------ RECORDS FOR PROCESSING

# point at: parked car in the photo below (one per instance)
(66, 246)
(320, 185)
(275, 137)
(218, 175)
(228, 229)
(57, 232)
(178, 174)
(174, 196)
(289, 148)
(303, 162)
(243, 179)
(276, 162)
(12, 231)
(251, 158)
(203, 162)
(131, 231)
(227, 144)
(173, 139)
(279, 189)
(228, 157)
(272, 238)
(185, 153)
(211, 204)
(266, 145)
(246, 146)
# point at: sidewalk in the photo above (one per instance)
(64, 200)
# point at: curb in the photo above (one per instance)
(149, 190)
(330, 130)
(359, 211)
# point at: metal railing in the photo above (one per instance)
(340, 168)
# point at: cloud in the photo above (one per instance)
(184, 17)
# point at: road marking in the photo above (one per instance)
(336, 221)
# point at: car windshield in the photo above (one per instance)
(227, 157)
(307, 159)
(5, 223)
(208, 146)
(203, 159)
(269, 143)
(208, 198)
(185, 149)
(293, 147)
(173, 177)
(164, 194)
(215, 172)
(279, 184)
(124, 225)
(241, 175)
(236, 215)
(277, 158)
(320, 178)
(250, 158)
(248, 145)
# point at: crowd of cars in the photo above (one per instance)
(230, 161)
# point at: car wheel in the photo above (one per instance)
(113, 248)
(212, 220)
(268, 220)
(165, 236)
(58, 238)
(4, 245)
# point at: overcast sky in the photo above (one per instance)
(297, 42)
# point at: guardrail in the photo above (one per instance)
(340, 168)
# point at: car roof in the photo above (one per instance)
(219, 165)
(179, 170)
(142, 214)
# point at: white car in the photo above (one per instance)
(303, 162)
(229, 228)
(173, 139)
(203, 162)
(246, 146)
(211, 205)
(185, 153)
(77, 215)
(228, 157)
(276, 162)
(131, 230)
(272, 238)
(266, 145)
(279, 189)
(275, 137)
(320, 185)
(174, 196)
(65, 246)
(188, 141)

------------

### WRITTEN TASK
Scale the stretch of the listing above from the line containing "# point at: car roof" through the end of the listing. Rewrite every line in it, request lines included, with each coordinate in the answers multiplied by 1.1 and rounded to a whole number (halves up), and give only those lines.

### WRITTEN SOLUTION
# point at: car roof in the photo above (one per instance)
(241, 182)
(197, 187)
(156, 235)
# point at: white car in the photo above (one per instance)
(333, 178)
(252, 251)
(190, 153)
(223, 178)
(271, 161)
(232, 226)
(204, 168)
(85, 237)
(251, 173)
(304, 178)
(144, 253)
(299, 262)
(293, 160)
(307, 208)
(303, 151)
(352, 204)
(191, 216)
(72, 271)
(207, 155)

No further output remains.